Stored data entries
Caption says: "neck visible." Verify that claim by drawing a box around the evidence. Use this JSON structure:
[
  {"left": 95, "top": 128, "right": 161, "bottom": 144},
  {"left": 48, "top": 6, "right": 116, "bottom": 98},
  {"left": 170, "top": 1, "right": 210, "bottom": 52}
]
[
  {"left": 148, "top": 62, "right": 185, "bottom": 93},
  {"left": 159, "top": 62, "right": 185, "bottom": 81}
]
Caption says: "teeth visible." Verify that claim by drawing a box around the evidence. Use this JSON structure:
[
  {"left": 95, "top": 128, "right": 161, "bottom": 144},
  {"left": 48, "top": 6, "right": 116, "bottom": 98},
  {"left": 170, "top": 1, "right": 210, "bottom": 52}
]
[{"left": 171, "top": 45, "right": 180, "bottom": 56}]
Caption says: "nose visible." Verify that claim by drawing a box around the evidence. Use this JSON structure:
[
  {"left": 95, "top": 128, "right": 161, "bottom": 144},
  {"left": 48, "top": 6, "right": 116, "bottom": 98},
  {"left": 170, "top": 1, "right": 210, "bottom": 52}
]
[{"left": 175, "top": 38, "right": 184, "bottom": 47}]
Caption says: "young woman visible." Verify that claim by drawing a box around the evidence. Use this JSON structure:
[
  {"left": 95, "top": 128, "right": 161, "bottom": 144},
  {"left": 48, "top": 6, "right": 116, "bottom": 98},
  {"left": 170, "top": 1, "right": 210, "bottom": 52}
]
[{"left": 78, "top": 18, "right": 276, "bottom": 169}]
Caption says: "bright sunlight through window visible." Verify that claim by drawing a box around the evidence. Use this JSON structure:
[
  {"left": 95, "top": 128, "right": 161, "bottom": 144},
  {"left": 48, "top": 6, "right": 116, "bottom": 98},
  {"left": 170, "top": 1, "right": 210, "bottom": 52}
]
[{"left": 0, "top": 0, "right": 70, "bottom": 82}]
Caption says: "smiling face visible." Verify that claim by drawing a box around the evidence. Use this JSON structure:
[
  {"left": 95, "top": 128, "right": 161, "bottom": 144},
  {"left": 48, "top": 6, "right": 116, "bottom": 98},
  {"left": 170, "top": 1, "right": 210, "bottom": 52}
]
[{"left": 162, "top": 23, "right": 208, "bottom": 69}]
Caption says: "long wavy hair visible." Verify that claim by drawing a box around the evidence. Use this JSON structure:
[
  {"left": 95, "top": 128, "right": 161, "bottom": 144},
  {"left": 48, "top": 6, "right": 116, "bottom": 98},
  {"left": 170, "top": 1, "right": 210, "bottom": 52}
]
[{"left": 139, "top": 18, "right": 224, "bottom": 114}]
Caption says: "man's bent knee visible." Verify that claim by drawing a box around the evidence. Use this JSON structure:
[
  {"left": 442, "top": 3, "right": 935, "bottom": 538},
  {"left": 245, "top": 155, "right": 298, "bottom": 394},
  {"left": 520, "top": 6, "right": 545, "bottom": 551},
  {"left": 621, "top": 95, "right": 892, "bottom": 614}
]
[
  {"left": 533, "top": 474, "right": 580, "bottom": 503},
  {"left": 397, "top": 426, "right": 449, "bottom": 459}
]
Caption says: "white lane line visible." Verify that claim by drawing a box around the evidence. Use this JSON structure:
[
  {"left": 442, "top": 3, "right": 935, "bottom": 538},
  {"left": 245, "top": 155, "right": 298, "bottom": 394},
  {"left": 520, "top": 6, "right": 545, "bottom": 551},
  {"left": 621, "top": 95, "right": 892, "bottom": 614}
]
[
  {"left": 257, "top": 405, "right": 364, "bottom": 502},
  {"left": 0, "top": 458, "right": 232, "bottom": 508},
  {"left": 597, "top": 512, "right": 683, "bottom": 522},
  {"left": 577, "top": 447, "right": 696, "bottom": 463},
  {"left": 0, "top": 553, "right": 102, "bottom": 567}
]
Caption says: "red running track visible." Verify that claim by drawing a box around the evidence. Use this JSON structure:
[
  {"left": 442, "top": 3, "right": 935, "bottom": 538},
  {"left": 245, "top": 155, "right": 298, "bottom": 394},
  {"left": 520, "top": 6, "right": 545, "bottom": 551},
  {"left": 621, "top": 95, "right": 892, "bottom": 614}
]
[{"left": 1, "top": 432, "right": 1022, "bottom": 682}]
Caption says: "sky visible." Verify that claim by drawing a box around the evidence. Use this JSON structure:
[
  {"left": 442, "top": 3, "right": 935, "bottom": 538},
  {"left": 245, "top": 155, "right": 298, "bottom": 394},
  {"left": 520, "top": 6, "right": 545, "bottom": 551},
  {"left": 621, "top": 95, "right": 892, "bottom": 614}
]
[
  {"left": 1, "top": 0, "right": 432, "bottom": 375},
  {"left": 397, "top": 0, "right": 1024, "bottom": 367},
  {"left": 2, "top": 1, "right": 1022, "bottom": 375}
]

---

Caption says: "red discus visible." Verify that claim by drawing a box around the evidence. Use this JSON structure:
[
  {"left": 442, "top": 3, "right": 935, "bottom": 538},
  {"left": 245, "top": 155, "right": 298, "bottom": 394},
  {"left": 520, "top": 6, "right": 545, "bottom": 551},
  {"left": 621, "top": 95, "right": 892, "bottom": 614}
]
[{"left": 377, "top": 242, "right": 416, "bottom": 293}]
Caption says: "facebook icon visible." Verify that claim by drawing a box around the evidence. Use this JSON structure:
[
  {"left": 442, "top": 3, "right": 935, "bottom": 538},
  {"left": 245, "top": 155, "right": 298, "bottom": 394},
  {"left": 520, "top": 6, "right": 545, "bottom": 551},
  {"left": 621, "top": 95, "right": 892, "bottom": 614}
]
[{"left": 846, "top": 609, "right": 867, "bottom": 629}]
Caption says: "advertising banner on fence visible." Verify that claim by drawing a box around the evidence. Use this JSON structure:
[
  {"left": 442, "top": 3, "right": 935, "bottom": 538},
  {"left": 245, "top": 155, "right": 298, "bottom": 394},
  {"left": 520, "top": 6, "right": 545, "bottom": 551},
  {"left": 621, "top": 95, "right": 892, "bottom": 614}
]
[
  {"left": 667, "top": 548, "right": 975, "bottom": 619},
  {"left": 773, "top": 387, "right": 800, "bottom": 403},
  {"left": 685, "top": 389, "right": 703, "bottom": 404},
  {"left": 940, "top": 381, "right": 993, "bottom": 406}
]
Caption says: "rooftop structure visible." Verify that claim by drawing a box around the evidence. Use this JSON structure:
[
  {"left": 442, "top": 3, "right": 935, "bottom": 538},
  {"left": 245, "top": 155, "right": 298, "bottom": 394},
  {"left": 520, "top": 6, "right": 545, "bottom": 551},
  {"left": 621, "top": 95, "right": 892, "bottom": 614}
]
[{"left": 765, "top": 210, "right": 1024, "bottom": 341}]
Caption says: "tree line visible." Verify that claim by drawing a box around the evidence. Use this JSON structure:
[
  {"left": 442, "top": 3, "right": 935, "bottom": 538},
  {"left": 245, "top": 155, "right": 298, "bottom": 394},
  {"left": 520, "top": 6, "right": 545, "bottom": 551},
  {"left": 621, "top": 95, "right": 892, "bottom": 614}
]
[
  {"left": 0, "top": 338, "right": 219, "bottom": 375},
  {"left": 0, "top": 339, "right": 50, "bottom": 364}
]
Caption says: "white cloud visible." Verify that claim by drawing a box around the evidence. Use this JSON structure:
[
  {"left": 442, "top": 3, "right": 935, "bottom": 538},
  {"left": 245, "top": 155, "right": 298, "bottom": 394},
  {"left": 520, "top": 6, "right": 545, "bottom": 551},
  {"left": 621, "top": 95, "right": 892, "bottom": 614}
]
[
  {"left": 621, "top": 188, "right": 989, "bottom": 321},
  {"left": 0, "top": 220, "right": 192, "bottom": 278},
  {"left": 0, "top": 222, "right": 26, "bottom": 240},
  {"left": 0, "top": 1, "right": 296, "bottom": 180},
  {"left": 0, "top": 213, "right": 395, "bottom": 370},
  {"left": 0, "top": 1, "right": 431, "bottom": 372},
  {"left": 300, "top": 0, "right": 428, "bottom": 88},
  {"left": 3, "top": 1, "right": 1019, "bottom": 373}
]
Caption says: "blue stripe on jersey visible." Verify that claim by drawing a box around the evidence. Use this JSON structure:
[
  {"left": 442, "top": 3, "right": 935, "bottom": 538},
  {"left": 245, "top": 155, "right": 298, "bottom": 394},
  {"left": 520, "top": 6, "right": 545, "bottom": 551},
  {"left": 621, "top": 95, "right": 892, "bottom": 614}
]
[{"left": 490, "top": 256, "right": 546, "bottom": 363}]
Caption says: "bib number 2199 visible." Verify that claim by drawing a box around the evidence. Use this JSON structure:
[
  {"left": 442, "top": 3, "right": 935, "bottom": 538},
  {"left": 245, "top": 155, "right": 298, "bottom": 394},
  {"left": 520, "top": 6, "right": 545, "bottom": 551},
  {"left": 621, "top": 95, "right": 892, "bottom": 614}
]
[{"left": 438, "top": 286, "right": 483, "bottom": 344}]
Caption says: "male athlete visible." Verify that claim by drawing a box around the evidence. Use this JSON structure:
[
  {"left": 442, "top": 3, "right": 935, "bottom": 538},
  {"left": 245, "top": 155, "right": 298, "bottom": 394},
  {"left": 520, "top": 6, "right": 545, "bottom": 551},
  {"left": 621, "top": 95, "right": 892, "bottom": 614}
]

* * *

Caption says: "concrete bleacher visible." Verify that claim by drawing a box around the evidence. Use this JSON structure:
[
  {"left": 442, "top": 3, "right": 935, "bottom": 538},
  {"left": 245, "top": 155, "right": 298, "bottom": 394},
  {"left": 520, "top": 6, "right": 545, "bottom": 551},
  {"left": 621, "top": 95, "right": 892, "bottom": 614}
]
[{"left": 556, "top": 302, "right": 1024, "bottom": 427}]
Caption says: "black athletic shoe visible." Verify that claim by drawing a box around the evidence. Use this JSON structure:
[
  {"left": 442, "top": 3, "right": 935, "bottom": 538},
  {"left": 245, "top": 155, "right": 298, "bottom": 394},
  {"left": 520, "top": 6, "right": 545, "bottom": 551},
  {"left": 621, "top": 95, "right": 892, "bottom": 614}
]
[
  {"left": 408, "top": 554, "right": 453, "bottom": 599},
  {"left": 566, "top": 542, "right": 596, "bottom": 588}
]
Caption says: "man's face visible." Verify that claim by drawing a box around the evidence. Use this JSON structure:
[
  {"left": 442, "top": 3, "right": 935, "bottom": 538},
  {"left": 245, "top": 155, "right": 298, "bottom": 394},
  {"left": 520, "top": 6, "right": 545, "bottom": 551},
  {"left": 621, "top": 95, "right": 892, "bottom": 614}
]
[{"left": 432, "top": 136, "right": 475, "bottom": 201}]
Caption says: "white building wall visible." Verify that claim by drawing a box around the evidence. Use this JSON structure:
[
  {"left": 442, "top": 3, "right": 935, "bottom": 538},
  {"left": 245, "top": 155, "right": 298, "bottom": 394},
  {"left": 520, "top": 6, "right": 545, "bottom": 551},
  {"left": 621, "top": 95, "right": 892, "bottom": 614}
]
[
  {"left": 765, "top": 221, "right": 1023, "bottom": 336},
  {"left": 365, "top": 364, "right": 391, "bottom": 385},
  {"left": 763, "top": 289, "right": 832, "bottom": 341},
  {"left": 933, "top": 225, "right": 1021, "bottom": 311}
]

● **Task**:
In the records above, find each line with the string "white" and list it.

● **Written solution**:
Caption says: "white lane line visible." Verify that claim by drawing a box around the evidence. Use this JSON structure:
Caption says: "white cloud visible." Verify that claim by drawing a box around the evidence. Use this JSON structure:
Caption says: "white building wall visible." Verify that claim by drawing a box around the evidence. Use this JSON structure:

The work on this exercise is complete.